◆ **Short task A**
Retype the passage on work in Britain, starting with "There are several" and going on through "nature of jobs?".

◆ **Page text**
▽

Table 1.1 provides some basic figures on these categories, together with information on
unemployment and earnings. Table 1.2 gives abbreviated data on the distribution of
employment by sector. What are the main patterns that can be observed? It may also be
useful to consider what such terms as ‘economically active’ mean and how statistics on
such things as unemployment and earnings are compiled.
There are several important features of work in Britain which need to be borne in mind in
considering the implications of the figures. Details and further discussion can be found in
Gregg and Wadsworth (1999).
The number of ‘economically inactive’ people of working age has risen, particularly
among the over-50s. Early retirement is a common means for firms to shed labour.
What might this say about the nature of jobs?

△

◆ **Records shown**
▽

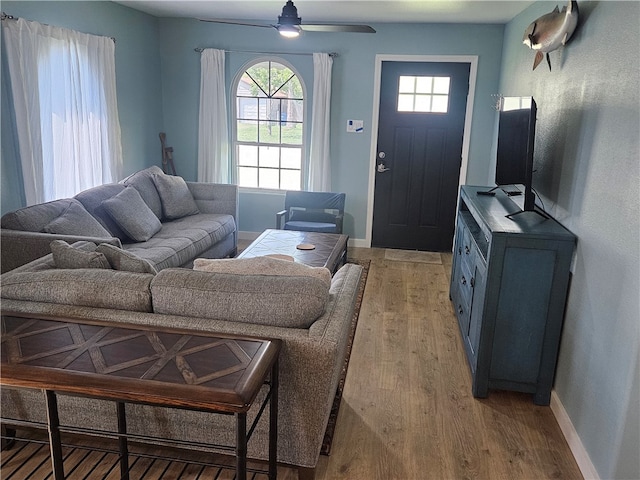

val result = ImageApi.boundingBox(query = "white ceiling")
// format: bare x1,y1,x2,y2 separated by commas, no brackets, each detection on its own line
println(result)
116,0,534,23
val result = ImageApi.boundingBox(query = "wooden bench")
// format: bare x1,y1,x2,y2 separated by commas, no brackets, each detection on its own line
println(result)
0,312,281,480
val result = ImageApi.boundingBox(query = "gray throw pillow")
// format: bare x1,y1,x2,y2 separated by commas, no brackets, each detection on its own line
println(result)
43,203,111,238
96,243,158,275
102,187,162,242
153,174,200,220
49,240,111,269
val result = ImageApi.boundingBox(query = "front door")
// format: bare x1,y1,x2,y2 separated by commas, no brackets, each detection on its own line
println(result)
372,61,470,251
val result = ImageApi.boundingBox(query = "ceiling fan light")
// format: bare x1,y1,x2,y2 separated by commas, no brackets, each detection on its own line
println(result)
278,0,302,25
278,25,300,38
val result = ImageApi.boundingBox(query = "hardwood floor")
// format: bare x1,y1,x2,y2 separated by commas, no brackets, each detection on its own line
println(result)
1,248,582,480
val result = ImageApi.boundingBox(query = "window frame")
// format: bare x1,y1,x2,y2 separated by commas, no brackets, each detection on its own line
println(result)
230,59,309,193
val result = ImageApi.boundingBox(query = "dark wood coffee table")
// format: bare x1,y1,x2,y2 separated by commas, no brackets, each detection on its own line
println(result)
0,312,281,480
238,229,349,274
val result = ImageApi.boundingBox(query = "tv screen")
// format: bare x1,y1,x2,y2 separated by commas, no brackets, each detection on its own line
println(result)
496,97,537,210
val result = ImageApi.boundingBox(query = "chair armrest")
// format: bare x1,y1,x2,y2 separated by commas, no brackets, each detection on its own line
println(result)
0,228,122,273
276,210,289,230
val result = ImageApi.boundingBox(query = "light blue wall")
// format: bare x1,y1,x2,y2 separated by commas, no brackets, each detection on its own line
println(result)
160,18,504,239
500,2,640,479
0,1,163,213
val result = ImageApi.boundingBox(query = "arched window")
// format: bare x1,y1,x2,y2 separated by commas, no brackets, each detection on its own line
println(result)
234,60,304,190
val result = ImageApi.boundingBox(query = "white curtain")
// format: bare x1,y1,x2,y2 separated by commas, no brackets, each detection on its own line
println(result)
308,53,333,192
198,48,229,183
2,19,122,205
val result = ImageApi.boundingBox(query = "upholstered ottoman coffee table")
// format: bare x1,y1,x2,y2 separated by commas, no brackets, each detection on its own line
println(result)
238,229,349,274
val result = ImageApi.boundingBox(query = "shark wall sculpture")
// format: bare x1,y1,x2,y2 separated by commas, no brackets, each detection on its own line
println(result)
522,0,578,70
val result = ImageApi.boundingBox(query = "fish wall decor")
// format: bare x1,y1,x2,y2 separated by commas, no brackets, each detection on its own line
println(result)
522,0,579,71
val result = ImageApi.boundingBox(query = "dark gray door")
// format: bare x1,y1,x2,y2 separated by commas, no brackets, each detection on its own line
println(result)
372,61,470,251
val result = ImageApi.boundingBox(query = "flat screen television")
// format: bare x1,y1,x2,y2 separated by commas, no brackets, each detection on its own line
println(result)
496,97,537,211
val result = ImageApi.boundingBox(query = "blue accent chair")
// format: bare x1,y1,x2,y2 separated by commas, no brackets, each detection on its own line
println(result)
276,191,346,233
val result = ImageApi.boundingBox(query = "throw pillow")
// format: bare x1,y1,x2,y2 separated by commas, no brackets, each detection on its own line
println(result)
102,187,162,242
120,165,163,218
43,203,111,238
153,174,200,220
96,243,158,275
49,240,111,269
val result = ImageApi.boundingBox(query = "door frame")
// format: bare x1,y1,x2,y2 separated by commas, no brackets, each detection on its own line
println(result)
363,54,478,248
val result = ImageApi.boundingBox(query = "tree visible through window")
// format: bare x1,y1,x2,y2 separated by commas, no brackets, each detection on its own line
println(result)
235,61,304,190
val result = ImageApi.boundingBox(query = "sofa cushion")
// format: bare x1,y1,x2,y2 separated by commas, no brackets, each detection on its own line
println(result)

△

◆ **Short task B**
Please echo the entries word for word from their very start through the line containing "116,0,534,23", including that line, and leave the pictures out of your answer.

◆ **Complete response A**
There are several important features of work in Britain which need to be borne in mind in
considering the implications of the figures. Details and further discussion can be found in
Gregg and Wadsworth (1999).
The number of ‘economically inactive’ people of working age has risen, particularly
among the over-50s. Early retirement is a common means for firms to shed labour.
What might this say about the nature of jobs?

◆ **Complete response B**
val result = ImageApi.boundingBox(query = "white ceiling")
// format: bare x1,y1,x2,y2 separated by commas, no brackets, each detection on its own line
println(result)
116,0,534,23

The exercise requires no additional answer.